**Problem requirements**
Everything from the line containing "Report one point per instance of the woman's face" to the last line of the records must be returned verbatim; nothing else belongs in the output.

◆ ◆ ◆ ◆

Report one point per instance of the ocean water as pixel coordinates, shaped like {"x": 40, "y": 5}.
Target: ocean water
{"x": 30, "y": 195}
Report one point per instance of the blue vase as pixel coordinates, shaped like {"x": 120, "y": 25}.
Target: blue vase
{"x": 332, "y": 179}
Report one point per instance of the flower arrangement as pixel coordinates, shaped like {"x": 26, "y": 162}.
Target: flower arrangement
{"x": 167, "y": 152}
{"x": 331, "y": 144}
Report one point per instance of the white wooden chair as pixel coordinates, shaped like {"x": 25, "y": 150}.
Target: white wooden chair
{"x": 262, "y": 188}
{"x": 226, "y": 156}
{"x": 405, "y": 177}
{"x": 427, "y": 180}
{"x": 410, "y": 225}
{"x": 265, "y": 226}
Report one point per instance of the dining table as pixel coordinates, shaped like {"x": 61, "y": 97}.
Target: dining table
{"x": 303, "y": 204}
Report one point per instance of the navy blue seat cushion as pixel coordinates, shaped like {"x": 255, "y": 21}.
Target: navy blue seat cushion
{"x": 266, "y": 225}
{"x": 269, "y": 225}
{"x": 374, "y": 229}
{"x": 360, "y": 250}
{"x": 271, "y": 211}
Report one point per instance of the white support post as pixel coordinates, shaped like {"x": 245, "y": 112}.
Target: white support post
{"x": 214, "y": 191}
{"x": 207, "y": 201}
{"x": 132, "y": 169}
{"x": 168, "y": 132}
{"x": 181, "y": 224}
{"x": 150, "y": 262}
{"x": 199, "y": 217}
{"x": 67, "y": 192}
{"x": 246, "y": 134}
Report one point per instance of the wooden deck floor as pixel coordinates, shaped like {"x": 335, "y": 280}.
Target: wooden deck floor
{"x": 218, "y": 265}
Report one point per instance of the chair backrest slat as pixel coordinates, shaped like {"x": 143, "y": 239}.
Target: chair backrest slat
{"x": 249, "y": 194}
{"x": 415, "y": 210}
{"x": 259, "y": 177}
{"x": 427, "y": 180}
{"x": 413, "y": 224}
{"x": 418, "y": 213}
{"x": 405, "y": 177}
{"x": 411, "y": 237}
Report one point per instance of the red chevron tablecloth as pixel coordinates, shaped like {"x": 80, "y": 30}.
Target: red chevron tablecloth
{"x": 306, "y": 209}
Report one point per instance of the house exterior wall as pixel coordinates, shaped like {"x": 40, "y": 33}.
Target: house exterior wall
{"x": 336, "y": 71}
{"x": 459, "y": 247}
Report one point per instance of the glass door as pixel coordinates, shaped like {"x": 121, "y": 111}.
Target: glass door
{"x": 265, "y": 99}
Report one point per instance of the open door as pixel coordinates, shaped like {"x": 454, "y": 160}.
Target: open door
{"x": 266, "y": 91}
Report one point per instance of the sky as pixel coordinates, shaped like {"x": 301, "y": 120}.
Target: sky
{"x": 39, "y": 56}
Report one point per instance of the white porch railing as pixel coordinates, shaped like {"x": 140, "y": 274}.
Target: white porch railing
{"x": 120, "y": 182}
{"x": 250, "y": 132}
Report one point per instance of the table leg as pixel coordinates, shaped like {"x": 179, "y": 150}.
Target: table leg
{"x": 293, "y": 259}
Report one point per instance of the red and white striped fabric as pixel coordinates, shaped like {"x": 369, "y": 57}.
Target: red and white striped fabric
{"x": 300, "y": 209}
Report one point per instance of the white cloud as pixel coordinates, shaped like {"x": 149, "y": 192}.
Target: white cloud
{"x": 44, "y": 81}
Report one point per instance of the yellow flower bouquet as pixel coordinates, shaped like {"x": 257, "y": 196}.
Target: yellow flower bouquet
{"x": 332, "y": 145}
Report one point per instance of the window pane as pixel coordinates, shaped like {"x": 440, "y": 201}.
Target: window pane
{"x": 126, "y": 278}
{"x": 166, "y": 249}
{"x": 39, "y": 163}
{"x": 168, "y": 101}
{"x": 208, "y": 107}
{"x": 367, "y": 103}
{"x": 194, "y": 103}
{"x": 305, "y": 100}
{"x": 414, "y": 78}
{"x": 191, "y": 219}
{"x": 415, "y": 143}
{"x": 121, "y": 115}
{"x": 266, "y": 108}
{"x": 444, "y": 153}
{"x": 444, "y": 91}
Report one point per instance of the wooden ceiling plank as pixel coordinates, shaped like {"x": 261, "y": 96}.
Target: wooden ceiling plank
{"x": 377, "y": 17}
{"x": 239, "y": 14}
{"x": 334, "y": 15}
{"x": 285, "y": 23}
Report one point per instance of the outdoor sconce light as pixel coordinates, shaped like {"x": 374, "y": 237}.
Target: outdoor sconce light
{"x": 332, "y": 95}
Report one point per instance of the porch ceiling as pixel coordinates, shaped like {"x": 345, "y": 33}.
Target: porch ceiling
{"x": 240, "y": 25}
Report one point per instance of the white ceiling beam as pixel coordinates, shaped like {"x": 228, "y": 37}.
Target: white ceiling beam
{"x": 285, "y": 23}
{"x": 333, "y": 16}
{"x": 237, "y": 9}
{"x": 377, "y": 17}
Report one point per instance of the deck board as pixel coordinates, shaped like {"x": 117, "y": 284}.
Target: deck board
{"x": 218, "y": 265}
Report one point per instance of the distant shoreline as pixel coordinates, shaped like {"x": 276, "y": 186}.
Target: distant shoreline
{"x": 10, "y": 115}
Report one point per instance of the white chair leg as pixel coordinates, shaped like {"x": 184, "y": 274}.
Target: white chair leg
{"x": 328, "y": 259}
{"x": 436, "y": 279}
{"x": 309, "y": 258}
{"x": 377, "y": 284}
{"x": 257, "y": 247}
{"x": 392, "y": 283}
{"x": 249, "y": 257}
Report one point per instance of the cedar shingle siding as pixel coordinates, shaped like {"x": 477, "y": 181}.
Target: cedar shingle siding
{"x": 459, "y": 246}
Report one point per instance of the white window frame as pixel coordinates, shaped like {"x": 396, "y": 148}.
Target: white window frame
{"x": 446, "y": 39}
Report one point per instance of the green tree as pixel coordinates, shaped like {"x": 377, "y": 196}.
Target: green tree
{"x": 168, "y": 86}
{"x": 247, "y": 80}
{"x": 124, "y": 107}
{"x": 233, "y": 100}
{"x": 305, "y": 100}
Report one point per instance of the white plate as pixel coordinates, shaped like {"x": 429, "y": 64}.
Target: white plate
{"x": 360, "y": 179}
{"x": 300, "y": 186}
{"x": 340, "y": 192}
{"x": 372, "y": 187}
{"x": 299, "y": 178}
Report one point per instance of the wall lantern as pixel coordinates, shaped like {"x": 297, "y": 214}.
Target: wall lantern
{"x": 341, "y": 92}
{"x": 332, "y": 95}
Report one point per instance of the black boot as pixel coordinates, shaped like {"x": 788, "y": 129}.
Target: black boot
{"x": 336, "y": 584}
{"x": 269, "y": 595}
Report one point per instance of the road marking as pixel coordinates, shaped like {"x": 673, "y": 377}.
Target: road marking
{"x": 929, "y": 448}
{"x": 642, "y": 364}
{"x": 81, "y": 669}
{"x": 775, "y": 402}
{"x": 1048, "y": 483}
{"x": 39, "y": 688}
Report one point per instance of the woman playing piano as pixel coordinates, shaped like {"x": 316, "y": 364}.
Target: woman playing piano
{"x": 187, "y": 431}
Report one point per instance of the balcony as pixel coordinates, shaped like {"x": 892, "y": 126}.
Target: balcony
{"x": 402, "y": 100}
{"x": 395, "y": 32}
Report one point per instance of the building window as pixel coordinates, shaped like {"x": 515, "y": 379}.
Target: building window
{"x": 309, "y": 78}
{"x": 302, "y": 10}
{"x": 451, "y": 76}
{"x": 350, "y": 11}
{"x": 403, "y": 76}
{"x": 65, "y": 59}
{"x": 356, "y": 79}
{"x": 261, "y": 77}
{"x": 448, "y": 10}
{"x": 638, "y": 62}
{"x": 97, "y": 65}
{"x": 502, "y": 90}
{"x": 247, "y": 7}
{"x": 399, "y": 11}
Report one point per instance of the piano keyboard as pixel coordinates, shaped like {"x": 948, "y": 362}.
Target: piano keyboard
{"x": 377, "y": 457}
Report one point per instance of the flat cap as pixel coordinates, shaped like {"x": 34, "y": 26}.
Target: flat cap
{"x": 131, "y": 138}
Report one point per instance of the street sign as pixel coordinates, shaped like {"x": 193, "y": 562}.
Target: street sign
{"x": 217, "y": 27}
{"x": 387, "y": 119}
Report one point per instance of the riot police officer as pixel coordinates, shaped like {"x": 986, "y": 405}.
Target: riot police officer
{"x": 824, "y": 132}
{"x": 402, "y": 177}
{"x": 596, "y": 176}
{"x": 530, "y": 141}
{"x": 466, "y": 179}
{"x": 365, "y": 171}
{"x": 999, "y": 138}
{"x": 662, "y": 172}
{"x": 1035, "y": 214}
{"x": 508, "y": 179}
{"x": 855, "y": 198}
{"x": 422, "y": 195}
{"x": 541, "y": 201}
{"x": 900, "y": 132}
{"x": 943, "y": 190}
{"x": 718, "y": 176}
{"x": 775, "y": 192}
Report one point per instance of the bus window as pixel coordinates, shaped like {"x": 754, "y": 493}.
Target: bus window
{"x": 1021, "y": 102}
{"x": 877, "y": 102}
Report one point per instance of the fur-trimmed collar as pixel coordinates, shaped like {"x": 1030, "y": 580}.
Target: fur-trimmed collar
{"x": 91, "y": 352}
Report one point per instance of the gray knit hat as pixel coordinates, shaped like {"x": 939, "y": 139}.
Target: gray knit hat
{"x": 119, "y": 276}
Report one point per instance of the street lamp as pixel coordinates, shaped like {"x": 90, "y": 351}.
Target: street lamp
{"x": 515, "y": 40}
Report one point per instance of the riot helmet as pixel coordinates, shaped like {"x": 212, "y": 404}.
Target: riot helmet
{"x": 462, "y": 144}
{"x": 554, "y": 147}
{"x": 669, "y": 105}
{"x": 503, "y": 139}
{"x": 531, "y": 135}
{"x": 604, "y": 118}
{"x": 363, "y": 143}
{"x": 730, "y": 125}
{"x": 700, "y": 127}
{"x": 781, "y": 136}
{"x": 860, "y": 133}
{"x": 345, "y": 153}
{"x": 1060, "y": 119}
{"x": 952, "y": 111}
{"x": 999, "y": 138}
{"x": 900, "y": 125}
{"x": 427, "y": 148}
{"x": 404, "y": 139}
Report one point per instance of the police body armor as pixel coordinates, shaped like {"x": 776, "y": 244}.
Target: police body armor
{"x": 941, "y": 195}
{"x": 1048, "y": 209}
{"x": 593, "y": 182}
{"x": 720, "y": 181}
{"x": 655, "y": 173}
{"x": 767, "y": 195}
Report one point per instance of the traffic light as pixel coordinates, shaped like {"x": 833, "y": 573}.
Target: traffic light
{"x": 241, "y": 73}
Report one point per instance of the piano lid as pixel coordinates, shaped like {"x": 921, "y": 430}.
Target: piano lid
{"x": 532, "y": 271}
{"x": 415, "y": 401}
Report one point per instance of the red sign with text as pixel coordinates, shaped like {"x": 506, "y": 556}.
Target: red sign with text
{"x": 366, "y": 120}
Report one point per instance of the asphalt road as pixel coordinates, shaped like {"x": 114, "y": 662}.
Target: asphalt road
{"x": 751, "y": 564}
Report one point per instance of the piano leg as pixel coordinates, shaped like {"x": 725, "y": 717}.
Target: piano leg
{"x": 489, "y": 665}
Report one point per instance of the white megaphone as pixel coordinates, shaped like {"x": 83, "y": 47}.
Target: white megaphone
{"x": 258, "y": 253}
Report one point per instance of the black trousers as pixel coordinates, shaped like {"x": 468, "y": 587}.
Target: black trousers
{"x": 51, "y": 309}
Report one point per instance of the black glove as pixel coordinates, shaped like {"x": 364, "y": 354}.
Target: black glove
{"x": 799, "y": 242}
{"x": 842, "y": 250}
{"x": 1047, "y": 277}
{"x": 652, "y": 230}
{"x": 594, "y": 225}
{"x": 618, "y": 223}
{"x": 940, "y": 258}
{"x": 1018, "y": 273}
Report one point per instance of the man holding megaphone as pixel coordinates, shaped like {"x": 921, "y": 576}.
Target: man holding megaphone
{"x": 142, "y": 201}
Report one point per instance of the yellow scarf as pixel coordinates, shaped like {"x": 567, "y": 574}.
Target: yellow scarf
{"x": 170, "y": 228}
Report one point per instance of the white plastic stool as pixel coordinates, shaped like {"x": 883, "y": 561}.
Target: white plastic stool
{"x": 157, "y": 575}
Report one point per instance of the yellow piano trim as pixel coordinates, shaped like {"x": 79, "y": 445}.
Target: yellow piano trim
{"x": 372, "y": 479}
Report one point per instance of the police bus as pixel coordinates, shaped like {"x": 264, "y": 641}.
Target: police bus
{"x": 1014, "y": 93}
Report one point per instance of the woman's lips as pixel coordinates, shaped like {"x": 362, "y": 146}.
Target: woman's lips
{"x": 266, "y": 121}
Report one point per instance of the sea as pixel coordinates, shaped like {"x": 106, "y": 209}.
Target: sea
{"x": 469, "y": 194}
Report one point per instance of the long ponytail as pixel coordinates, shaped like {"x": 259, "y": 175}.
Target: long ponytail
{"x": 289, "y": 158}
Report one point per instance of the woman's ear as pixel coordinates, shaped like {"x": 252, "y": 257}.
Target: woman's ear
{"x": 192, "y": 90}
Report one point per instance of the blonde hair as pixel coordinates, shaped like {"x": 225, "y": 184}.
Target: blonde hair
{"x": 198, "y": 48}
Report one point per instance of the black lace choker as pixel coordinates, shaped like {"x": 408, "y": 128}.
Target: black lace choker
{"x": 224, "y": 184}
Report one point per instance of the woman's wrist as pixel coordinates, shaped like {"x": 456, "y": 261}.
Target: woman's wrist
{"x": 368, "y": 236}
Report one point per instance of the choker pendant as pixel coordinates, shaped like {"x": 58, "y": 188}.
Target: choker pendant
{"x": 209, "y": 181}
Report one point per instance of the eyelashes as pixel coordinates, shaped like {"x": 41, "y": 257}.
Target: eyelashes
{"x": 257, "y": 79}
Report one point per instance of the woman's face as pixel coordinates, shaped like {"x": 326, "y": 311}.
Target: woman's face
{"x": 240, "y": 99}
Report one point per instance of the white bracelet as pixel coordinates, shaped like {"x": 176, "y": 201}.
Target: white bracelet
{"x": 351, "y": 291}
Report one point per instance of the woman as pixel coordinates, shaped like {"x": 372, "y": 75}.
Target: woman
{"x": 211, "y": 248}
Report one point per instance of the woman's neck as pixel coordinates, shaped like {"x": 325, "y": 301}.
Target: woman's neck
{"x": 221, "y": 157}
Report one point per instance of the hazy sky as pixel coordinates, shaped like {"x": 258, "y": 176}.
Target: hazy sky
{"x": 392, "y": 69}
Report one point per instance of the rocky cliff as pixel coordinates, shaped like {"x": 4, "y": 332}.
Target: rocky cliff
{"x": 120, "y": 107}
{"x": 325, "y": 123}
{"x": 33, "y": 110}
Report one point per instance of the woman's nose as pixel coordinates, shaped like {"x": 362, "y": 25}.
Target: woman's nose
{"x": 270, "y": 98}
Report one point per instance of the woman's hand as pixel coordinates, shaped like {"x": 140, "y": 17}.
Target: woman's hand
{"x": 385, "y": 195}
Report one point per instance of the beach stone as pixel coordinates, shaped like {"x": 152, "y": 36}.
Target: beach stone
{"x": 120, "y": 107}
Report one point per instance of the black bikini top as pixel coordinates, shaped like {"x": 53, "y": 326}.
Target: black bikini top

◆ ◆ ◆ ◆

**Correct result**
Report one point per instance of the woman's face as pixel coordinates, shaped like {"x": 326, "y": 311}.
Target: woman's face
{"x": 240, "y": 99}
Report one point per instance of the white bracelet as pixel coordinates, shaped like {"x": 176, "y": 201}.
Target: white bracelet
{"x": 351, "y": 291}
Report one point per instance of the woman as pixel coordinates, shaped like {"x": 372, "y": 75}.
Target: woman
{"x": 211, "y": 248}
Report one point per instance of the woman's neck as pixel coordinates, shaped like {"x": 325, "y": 301}.
Target: woman's neck
{"x": 221, "y": 157}
Report one point per instance of the hazy sky as pixel coordinates, shaped like {"x": 258, "y": 176}.
Target: hazy sky
{"x": 392, "y": 69}
Report one point per instance of the rocky cliff as pixel coordinates, shaped like {"x": 4, "y": 332}.
Target: rocky cliff
{"x": 120, "y": 107}
{"x": 325, "y": 123}
{"x": 33, "y": 110}
Report one point per instance of the woman's nose as pixel coordinates, shaped like {"x": 362, "y": 25}.
Target: woman's nose
{"x": 270, "y": 98}
Report one point per instance of the woman's hand as pixel coordinates, shaped like {"x": 140, "y": 17}.
Target: woman's hand
{"x": 385, "y": 195}
Report one point per instance of the beach stone as pixel coordinates, shaped like {"x": 152, "y": 36}.
Target: beach stone
{"x": 120, "y": 107}
Report one point per instance of the black bikini top as pixel coordinates, shaped like {"x": 53, "y": 326}.
Target: black bikini top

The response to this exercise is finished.